> **RECORDS TO PROCESS**
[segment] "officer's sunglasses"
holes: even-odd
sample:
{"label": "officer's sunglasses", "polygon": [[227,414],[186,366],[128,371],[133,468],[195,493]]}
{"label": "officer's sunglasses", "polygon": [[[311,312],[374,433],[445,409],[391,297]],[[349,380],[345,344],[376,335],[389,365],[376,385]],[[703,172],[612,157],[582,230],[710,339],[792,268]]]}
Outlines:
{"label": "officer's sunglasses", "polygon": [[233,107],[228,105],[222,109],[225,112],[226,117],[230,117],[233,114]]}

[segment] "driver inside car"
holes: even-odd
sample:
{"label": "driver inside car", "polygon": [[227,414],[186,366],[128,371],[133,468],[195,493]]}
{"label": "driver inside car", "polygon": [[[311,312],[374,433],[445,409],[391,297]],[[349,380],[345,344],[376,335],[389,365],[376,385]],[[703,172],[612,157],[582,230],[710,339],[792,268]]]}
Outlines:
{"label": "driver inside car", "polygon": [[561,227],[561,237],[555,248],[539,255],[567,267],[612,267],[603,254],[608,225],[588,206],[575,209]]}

> **TASK GOAL**
Please reproduce the entire listing. Keep it identical.

> **EXERCISE OUTPUT**
[segment] "officer's sunglasses"
holes: even-odd
sample:
{"label": "officer's sunglasses", "polygon": [[227,414],[186,366],[128,371],[133,468],[195,493]]}
{"label": "officer's sunglasses", "polygon": [[[311,312],[374,433],[445,409],[391,297]],[[349,380],[345,344],[376,335],[389,365],[376,385]],[[703,172],[612,157],[582,230],[710,339],[792,268]]]}
Outlines:
{"label": "officer's sunglasses", "polygon": [[233,107],[228,105],[222,109],[225,112],[226,117],[230,117],[233,114]]}

[segment] "driver inside car"
holes: even-odd
sample:
{"label": "driver inside car", "polygon": [[227,414],[186,366],[128,371],[133,468],[195,493]]}
{"label": "driver inside car", "polygon": [[[311,312],[374,433],[445,409],[391,297]],[[349,380],[345,344],[376,335],[389,365],[376,385]],[[703,172],[612,157],[582,230],[710,339],[792,268]]]}
Outlines:
{"label": "driver inside car", "polygon": [[561,227],[561,237],[555,248],[539,255],[567,267],[612,267],[603,254],[608,225],[588,206],[575,209]]}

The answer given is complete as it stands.